PROBLEM DETAILS: Copy the rows word for word, starting from the very first line and stopping after the line that contains "[[392, 218]]".

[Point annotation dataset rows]
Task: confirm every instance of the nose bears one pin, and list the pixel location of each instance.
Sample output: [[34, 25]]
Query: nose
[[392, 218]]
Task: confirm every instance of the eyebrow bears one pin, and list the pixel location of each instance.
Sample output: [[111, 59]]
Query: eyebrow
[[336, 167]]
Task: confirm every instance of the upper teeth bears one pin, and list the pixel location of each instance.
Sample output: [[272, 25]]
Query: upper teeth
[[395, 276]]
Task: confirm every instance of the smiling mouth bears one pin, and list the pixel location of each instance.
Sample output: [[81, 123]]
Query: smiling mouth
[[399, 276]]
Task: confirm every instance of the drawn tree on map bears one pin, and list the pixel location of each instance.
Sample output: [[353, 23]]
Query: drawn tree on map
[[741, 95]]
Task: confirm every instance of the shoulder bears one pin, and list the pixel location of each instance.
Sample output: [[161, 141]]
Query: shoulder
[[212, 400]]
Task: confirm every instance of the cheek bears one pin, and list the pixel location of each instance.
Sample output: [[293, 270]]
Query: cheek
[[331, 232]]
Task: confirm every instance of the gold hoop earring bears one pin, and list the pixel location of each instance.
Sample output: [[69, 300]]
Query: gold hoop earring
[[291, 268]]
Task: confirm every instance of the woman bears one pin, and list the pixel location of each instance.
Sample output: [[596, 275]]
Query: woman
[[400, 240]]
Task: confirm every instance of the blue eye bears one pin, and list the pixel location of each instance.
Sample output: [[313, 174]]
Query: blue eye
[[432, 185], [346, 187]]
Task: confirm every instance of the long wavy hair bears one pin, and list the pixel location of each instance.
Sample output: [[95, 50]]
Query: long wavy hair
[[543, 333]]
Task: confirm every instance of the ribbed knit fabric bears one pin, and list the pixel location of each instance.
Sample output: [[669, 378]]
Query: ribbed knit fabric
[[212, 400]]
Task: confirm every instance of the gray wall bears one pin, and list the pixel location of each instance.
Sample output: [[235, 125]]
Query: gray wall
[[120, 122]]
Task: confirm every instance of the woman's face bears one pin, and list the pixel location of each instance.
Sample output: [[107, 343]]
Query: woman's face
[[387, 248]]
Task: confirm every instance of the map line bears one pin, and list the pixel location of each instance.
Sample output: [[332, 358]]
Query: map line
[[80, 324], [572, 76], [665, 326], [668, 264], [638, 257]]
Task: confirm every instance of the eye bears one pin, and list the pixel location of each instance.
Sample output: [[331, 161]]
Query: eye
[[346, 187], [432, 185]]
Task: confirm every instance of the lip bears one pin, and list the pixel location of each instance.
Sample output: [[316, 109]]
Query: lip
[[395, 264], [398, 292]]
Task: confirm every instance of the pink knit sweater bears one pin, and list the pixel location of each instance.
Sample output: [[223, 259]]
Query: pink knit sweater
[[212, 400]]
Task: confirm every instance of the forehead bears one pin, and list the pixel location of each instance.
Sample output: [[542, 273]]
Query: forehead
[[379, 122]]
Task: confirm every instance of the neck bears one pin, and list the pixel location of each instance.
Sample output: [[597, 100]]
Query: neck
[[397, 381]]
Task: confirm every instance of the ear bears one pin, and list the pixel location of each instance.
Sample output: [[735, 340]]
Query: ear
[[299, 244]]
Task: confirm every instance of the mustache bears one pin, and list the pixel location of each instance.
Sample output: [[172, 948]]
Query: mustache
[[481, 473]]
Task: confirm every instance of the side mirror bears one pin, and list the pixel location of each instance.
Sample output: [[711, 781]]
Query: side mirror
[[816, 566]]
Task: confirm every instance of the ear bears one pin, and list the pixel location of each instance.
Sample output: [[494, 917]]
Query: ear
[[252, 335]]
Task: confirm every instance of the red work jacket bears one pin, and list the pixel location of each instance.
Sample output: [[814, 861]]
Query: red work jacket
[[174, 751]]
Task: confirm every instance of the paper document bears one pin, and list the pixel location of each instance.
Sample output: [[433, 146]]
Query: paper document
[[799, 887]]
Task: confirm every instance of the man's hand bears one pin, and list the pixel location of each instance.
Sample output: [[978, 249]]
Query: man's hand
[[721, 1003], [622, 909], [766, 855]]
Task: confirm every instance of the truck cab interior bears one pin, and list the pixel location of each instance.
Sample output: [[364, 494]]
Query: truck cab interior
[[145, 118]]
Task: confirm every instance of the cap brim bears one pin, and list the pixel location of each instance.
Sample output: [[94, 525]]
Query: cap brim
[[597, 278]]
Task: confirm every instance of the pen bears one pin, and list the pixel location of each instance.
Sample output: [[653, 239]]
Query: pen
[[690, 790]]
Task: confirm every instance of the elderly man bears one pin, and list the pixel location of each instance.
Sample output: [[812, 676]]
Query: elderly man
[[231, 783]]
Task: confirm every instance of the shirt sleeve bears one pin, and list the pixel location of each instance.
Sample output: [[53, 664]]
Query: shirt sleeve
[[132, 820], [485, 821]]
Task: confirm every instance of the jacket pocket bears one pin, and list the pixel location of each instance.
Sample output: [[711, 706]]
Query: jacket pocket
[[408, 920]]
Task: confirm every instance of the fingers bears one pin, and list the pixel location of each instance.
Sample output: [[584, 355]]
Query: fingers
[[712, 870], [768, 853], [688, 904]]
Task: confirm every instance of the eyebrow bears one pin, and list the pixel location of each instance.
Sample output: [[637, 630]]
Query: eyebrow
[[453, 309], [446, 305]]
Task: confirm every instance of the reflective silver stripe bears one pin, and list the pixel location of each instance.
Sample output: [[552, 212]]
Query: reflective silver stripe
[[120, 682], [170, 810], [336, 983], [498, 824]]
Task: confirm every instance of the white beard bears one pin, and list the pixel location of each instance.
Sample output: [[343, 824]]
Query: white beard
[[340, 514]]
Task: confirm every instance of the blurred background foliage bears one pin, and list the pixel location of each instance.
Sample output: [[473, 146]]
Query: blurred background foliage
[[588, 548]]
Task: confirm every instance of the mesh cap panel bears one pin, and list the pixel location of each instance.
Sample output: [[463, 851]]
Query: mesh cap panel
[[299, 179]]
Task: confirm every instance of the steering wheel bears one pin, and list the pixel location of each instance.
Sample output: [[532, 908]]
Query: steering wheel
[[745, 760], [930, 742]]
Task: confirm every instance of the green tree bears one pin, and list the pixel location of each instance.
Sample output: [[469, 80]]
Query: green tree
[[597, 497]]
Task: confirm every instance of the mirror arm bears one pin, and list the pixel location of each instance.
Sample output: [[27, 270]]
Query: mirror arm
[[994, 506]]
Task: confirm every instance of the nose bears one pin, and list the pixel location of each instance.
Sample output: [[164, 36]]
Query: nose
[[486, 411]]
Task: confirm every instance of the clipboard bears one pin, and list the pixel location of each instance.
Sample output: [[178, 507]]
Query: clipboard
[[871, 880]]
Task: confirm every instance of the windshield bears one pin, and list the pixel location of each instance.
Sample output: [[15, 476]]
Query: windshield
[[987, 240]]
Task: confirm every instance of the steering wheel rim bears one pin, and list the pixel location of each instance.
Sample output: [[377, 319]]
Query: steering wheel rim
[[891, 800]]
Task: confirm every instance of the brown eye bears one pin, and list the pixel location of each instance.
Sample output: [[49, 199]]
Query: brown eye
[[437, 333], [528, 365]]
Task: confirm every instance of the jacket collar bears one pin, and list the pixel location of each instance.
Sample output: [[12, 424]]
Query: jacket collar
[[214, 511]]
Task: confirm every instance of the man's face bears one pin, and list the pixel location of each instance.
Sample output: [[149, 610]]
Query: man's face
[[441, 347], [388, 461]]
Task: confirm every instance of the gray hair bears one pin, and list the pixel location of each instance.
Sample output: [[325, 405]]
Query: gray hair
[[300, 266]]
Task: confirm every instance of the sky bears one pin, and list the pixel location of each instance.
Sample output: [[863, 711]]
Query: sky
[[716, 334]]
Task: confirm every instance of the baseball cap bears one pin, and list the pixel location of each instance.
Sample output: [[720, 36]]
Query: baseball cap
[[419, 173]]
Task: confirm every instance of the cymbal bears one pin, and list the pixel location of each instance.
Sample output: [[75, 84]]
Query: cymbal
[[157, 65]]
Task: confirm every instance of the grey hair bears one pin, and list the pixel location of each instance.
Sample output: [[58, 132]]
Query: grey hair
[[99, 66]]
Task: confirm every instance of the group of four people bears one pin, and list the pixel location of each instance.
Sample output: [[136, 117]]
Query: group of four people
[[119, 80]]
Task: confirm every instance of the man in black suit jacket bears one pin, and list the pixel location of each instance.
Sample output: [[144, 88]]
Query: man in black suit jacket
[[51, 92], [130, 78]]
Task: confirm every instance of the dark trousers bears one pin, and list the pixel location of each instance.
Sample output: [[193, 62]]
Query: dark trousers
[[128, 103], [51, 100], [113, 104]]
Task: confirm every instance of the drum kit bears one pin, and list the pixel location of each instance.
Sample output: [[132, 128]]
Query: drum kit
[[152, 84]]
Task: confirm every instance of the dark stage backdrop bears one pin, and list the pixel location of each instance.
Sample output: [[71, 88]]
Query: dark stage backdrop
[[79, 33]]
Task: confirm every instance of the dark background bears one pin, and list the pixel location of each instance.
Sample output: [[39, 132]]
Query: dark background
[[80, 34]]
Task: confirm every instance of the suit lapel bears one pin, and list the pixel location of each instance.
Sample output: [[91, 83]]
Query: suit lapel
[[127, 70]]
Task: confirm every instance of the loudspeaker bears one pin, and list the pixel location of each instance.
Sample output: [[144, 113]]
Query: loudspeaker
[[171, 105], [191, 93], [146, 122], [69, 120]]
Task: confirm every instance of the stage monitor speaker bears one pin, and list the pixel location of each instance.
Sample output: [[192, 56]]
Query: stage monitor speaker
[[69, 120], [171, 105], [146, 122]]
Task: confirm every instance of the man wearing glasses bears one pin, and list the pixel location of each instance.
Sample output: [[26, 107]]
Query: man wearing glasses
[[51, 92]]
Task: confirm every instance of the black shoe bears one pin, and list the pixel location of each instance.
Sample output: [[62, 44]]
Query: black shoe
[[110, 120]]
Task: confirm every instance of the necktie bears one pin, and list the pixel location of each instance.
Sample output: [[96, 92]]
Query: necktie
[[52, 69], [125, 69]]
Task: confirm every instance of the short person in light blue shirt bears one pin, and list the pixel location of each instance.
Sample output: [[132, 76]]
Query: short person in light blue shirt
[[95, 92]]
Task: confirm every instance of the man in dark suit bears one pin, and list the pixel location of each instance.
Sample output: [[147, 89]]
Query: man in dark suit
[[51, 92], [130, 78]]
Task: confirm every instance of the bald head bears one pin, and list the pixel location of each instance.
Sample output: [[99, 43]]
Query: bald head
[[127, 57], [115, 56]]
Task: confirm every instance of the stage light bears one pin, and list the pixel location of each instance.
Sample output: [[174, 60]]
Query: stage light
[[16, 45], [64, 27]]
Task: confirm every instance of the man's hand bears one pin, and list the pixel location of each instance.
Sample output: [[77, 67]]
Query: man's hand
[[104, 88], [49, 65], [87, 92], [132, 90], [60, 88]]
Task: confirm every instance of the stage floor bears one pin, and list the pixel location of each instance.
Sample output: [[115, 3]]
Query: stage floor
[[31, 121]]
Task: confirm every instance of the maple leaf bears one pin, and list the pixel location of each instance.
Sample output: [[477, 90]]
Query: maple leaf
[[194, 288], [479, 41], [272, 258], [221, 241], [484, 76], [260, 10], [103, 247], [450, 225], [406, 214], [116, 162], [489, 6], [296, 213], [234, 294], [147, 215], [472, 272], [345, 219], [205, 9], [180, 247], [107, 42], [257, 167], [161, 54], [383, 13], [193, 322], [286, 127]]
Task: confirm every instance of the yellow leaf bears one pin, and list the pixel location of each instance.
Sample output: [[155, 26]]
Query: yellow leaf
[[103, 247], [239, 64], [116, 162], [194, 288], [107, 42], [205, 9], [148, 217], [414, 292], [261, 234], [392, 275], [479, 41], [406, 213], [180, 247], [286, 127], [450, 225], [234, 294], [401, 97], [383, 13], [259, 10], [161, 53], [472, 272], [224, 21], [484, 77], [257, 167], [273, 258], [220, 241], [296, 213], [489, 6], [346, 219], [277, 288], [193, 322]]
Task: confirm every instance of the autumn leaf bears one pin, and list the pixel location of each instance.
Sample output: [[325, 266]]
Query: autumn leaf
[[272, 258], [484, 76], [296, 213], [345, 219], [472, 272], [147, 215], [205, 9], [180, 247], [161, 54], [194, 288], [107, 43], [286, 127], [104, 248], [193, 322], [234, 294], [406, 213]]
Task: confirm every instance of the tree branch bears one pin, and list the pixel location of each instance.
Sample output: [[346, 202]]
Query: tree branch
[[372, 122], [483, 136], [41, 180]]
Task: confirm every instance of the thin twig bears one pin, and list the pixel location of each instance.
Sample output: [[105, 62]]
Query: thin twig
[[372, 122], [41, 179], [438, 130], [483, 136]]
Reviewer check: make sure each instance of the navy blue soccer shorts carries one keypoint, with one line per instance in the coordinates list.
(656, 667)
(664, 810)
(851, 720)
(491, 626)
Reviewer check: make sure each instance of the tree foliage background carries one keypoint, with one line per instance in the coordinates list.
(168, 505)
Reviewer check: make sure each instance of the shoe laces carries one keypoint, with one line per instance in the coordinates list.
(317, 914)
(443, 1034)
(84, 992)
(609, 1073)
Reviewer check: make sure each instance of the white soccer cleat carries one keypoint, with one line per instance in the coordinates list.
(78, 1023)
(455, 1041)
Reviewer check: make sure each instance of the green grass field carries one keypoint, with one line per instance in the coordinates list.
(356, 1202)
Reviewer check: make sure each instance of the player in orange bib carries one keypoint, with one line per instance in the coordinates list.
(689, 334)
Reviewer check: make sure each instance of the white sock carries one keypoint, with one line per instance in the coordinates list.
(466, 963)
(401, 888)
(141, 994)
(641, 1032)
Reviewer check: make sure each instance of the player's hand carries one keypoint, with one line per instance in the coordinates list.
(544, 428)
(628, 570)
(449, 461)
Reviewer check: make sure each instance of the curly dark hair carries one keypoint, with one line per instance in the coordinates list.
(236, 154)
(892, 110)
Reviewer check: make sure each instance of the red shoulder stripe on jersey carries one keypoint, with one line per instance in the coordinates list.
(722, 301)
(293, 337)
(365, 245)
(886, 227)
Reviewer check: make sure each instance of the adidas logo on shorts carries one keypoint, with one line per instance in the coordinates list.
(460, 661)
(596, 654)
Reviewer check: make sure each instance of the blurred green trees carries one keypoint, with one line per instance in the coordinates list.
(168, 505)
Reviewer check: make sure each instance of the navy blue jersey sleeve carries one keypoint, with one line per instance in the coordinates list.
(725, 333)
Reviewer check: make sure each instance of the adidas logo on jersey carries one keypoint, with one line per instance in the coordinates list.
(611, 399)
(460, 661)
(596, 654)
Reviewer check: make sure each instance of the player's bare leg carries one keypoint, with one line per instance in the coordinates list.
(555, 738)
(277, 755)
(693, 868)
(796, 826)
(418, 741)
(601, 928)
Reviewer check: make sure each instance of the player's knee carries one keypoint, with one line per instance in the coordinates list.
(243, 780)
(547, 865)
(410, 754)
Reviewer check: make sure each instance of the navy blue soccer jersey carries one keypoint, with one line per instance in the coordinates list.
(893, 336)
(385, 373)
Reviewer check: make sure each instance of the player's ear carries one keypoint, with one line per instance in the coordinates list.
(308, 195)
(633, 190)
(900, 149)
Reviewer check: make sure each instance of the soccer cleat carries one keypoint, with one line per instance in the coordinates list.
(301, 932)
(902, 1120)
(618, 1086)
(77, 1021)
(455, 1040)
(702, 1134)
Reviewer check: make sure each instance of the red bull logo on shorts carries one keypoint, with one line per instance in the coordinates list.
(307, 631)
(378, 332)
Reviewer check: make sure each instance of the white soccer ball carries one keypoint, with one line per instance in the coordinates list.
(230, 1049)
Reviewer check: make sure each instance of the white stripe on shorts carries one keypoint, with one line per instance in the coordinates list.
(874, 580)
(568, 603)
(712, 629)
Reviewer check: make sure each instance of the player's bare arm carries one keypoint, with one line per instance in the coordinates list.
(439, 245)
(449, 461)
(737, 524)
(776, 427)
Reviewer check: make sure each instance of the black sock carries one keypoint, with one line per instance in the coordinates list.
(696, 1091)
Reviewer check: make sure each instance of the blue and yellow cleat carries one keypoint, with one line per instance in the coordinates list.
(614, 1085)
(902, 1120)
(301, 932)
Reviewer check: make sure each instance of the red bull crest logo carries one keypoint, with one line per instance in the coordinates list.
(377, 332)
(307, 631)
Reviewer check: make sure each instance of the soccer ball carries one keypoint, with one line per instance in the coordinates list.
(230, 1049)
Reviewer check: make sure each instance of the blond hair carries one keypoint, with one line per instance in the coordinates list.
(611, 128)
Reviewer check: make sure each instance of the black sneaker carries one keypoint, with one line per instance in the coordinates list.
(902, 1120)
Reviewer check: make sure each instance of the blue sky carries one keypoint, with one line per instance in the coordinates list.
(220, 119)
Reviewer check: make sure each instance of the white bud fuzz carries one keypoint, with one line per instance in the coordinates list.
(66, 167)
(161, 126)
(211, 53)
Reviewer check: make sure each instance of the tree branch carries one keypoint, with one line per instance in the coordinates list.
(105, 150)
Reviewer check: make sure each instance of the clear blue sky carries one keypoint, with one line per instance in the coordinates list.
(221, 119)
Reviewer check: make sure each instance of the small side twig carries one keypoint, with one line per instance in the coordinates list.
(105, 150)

TASK RESULT:
Task: confirm every instance of the nose bears one pin, and list the pixel location of each instance.
Sample output: [[34, 25]]
Query: nose
[[392, 218]]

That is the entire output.